Dataset items
━━━━━━━━━━━━━━━━━━━━━━━━━━━━━━

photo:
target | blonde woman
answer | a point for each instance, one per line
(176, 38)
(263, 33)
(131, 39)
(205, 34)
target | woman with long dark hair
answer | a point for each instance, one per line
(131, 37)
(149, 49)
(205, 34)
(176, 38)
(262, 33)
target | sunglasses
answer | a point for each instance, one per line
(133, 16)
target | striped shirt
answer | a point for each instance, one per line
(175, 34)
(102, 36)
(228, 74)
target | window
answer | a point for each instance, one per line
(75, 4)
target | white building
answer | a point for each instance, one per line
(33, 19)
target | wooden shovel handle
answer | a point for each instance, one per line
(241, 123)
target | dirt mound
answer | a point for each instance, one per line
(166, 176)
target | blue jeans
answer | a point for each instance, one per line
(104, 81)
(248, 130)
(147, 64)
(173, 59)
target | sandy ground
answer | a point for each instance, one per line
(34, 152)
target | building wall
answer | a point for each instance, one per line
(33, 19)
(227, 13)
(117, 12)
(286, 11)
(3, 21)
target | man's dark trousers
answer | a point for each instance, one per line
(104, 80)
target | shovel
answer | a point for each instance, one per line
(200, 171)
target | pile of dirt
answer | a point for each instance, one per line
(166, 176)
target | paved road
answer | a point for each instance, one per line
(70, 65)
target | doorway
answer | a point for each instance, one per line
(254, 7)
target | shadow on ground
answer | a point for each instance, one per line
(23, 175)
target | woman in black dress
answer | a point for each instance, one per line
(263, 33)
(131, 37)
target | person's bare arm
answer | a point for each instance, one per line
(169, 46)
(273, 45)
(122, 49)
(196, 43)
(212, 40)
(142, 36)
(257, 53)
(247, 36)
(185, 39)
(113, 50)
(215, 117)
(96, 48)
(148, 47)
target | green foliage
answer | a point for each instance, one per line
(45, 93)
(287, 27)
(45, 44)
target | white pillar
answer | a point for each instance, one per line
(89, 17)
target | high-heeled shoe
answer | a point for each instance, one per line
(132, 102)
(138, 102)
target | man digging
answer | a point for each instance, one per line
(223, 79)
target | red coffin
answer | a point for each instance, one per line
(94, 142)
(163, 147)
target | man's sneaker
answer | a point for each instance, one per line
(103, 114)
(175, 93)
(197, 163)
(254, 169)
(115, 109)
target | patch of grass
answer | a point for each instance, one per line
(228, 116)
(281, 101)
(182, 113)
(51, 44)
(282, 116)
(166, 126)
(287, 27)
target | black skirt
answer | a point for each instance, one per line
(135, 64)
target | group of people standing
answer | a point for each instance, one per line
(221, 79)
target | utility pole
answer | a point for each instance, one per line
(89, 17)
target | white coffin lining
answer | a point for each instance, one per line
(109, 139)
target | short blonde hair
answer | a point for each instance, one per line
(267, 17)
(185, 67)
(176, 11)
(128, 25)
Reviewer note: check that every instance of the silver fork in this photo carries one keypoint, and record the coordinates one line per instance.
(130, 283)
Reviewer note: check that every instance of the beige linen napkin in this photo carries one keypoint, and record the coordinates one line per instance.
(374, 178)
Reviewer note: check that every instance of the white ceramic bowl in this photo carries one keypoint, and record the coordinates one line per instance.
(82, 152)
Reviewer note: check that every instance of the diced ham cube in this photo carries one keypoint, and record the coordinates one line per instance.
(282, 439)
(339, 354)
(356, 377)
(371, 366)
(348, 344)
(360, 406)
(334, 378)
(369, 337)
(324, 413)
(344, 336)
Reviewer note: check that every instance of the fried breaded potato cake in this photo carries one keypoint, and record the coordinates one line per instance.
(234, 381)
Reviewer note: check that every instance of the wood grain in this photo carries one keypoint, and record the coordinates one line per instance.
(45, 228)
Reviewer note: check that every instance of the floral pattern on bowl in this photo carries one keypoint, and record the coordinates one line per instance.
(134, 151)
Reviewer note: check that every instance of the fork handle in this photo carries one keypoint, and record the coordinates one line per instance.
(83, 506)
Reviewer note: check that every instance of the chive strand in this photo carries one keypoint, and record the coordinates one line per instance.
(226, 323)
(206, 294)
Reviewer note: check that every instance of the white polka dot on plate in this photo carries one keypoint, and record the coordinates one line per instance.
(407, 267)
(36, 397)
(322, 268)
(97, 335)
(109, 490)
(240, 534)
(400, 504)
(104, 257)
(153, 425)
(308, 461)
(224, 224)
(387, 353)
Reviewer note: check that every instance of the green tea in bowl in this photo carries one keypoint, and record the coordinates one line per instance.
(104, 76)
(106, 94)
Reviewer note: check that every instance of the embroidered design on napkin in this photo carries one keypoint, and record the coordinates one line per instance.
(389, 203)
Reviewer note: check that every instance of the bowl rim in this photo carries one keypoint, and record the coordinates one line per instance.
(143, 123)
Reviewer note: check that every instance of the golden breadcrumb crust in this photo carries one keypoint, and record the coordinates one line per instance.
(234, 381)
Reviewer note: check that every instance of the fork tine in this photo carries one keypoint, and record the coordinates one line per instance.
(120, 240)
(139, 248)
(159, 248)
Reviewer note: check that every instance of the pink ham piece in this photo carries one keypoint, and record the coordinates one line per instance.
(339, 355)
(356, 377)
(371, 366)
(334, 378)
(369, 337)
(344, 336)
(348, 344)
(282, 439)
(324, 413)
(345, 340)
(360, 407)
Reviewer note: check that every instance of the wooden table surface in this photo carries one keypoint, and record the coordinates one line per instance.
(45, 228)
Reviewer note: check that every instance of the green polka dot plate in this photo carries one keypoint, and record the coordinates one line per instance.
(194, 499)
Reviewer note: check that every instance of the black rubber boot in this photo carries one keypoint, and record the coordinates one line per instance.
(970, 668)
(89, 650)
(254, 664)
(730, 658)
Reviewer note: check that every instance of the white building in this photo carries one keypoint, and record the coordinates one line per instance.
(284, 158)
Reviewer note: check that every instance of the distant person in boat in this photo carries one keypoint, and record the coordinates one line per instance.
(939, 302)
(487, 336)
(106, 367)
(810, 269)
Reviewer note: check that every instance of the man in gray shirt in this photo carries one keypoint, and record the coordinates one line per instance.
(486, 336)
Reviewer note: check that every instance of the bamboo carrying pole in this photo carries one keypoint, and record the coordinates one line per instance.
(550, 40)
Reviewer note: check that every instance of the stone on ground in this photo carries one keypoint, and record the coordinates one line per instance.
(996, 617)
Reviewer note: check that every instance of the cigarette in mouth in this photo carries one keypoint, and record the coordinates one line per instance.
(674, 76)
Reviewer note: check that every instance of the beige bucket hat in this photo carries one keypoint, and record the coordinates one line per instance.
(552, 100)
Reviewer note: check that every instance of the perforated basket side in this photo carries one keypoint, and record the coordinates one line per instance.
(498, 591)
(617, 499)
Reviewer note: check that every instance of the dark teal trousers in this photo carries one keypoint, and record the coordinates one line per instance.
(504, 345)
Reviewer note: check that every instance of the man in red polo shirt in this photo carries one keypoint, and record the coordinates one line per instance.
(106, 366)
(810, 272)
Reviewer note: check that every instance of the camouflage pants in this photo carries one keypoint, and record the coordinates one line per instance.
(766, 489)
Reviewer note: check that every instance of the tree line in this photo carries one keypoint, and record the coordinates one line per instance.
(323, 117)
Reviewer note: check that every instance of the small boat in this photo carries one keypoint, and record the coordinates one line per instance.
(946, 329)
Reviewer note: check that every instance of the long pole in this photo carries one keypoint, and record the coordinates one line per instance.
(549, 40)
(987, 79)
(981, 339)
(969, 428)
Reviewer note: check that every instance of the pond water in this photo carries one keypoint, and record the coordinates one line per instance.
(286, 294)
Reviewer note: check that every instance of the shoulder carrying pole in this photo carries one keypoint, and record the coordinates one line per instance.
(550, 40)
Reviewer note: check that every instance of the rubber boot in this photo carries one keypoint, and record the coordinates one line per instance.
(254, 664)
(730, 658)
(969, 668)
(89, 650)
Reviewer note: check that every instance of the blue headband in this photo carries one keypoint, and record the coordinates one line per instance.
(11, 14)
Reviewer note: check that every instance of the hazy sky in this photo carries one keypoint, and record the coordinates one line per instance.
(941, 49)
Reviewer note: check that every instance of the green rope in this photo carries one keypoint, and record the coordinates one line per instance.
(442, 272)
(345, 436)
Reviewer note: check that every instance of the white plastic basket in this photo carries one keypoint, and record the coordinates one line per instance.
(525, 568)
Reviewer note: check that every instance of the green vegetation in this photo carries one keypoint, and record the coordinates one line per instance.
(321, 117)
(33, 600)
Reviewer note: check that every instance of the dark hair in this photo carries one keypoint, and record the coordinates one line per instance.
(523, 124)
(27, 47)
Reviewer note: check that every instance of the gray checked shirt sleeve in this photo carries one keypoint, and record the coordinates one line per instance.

━━━━━━━━━━━━━━━━━━━━━━━━━━━━━━

### PROBLEM
Give back exactly the lines that run from the line with "Reviewer note: check that every instance of the shoulder" through the close of the material, counting both ends, and nothing more.

### EXPECTED ANSWER
Reviewer note: check that every instance of the shoulder carrying pole in this photo carries one keypoint, and record the coordinates one line per instance.
(550, 40)
Reviewer note: check that every instance of the rubber boot in this photo carries one keypoint, and record the coordinates one line per instance.
(254, 664)
(730, 658)
(969, 668)
(89, 650)
Reviewer note: check that every instance of the blue headband in this photo carries one keypoint, and record the coordinates one line per instance.
(11, 14)
Reviewer note: check that every instance of the hazy sky in this photo carries one keypoint, and record the coordinates one line per instance.
(941, 49)
Reviewer note: check that every instance of the green rope in this photo carries one keypoint, and record the coordinates one line per instance.
(442, 272)
(345, 436)
Reviewer note: check that every instance of the white plastic basket in this photo carries one keypoint, and record the coordinates one line per instance.
(525, 568)
Reviewer note: check that every instance of the green vegetation in this photo carries one keypoint, and record the coordinates one line per instance.
(321, 117)
(33, 600)
Reviewer note: check that every instance of the dark hair in this photo carries one keypoint, and record the coordinates one line per instance.
(523, 124)
(27, 47)
Reviewer note: check that every instance of the gray checked shirt sleeve in this photo carries one keypoint, and record the coordinates one line per instance.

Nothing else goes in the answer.